Exercise description
Could you work out how many lines of the material below hold "counts"? Only the number is needed.

Records to use
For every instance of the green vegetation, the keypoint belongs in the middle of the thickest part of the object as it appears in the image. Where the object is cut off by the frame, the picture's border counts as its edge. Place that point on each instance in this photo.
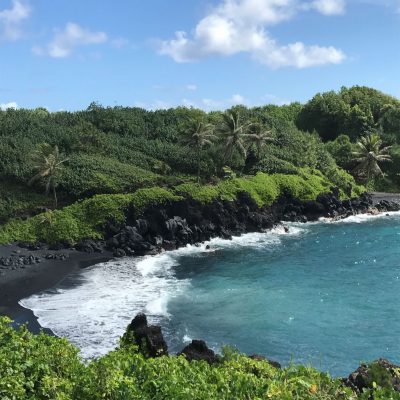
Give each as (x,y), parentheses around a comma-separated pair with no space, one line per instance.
(88,218)
(369,155)
(48,165)
(46,367)
(117,151)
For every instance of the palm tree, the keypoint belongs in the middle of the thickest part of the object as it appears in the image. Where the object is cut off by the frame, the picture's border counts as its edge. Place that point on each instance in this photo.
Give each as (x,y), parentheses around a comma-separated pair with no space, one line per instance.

Task response
2